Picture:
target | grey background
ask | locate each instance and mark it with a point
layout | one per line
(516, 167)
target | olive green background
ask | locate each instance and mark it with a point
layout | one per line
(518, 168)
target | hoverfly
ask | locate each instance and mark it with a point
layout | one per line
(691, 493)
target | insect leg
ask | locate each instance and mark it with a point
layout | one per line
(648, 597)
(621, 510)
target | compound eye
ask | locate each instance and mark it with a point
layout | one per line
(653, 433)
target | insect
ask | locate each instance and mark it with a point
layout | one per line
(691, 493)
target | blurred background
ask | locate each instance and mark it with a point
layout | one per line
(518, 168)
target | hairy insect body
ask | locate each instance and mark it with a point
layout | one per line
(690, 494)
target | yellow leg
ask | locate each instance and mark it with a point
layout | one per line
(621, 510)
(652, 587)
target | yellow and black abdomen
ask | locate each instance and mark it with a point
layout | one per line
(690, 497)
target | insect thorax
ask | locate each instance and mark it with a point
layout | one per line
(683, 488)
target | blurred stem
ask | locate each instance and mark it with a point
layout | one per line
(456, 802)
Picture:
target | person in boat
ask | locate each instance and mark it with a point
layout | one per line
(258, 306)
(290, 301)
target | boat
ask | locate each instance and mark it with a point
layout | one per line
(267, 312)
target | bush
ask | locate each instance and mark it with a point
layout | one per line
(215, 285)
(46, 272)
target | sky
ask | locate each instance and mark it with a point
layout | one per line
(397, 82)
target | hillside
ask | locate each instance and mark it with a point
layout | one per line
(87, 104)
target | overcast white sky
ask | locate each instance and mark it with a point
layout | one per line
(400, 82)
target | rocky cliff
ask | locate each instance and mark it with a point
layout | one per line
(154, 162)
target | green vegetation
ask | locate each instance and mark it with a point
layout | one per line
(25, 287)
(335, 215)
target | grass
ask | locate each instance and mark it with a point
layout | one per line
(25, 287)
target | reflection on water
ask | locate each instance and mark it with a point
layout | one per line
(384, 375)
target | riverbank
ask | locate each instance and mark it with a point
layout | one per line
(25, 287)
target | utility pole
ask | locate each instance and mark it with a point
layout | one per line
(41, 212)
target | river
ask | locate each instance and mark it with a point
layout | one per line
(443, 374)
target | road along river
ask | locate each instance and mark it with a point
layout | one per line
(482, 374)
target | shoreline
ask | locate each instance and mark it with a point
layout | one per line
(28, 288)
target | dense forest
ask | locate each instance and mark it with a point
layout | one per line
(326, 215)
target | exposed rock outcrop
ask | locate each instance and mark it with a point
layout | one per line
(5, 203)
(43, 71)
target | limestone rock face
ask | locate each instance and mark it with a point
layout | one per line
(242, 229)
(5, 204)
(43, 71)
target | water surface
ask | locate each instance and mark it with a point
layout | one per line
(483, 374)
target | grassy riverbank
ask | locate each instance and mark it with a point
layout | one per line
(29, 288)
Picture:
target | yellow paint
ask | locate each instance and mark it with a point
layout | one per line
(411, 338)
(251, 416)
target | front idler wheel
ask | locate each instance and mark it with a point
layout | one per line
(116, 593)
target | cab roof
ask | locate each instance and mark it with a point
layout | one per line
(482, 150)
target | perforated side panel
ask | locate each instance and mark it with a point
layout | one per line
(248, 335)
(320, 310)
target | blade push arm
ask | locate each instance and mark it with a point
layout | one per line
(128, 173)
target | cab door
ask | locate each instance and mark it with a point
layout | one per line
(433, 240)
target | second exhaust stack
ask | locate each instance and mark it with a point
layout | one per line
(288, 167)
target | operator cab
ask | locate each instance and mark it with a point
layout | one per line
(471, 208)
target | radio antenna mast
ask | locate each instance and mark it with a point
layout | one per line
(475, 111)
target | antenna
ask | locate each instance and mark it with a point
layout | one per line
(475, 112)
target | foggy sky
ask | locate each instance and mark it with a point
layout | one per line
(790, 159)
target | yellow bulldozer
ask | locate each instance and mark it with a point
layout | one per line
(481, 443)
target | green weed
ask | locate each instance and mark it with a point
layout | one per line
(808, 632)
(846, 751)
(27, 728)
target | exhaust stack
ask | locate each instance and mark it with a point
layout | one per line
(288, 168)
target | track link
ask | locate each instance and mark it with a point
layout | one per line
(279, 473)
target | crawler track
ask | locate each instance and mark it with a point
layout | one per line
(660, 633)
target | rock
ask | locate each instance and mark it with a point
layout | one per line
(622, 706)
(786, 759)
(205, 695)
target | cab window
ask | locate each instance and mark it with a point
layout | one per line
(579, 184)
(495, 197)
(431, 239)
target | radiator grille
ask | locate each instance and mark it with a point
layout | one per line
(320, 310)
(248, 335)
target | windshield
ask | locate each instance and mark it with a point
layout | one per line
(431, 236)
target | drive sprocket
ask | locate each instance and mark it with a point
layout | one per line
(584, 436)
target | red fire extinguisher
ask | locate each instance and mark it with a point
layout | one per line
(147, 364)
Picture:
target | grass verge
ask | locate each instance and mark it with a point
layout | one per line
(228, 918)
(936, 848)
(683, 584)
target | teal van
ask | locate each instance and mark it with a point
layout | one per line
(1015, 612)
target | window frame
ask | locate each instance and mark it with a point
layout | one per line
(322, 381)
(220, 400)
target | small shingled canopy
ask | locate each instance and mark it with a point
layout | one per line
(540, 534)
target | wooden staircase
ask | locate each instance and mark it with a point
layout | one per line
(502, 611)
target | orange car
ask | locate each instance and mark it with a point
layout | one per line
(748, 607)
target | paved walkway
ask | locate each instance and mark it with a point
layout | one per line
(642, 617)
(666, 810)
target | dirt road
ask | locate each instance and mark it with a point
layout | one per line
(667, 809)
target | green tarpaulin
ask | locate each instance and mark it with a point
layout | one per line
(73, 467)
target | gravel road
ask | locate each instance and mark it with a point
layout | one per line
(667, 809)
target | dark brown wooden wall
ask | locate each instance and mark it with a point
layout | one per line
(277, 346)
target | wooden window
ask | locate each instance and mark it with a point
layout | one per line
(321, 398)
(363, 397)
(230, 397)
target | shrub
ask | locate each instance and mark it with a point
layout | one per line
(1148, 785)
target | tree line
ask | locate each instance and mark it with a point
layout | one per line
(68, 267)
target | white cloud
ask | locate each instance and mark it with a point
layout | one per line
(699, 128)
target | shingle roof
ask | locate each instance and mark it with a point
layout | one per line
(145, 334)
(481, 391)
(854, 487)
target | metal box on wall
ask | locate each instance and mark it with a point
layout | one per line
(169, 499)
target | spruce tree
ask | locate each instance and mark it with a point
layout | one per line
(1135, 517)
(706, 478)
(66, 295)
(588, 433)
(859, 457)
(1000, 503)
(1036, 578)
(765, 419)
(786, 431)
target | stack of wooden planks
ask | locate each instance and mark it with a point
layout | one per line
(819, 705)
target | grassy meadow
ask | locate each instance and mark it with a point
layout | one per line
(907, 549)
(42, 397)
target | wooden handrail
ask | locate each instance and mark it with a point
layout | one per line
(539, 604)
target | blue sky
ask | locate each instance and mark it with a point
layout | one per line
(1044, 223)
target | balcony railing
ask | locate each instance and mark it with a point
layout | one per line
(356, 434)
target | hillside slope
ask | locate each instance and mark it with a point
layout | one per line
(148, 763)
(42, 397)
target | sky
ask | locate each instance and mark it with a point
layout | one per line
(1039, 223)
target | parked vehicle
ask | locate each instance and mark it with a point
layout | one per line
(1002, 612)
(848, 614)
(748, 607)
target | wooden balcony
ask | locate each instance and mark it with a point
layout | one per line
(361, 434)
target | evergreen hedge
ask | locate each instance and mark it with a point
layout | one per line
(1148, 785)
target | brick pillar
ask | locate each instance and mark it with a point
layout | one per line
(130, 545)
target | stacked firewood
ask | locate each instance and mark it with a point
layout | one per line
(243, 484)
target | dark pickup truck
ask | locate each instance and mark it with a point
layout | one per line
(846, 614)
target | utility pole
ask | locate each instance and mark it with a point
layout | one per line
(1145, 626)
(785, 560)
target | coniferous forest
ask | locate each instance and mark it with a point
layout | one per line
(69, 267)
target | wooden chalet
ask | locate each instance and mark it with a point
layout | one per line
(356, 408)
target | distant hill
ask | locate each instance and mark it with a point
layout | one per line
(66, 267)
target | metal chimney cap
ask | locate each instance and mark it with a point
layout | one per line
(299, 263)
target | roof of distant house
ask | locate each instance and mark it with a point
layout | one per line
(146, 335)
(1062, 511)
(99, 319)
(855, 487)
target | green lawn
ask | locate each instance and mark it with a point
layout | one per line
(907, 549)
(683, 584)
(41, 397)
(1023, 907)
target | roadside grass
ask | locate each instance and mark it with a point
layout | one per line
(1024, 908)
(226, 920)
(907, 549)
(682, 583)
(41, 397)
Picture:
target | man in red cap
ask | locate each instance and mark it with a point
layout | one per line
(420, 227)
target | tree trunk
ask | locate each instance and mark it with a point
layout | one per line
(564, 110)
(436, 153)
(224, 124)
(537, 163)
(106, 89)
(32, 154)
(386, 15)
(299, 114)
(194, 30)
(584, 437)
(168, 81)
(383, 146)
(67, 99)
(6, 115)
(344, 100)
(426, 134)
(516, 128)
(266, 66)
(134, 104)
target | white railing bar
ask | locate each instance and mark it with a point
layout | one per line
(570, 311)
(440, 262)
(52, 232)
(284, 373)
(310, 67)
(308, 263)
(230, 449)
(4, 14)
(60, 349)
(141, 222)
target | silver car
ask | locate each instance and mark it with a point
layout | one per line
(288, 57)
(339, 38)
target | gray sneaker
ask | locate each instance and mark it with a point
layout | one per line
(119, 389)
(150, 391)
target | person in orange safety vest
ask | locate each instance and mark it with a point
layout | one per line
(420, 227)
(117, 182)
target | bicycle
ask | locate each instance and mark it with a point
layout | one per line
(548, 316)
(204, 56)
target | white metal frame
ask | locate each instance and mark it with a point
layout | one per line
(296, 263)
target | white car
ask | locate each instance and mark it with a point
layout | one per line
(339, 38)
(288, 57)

***

== YOUR GOAL ==
Print again the material above, limited to the lines from the one holding "target | silver car" through the last, inclusive.

== RESULT OF THE TASK ==
target | silver car
ask | locate each instance and mark it with a point
layout | one per line
(288, 57)
(339, 38)
target | gray sneaker
ask | locate each instance and mark it with a point
layout | one per line
(119, 389)
(150, 391)
target | person in orange safety vest
ask | locate each instance and mark it with a point
layout | one per line
(420, 227)
(117, 182)
target | bicycle
ask | locate each instance and mark it with a point
layout | one per line
(548, 316)
(204, 56)
target | white metal frame
ask | locate each instance and mark it with a point
layout | one per line
(296, 263)
target | white car
ask | locate each instance and mark it with a point
layout | one per line
(339, 38)
(288, 57)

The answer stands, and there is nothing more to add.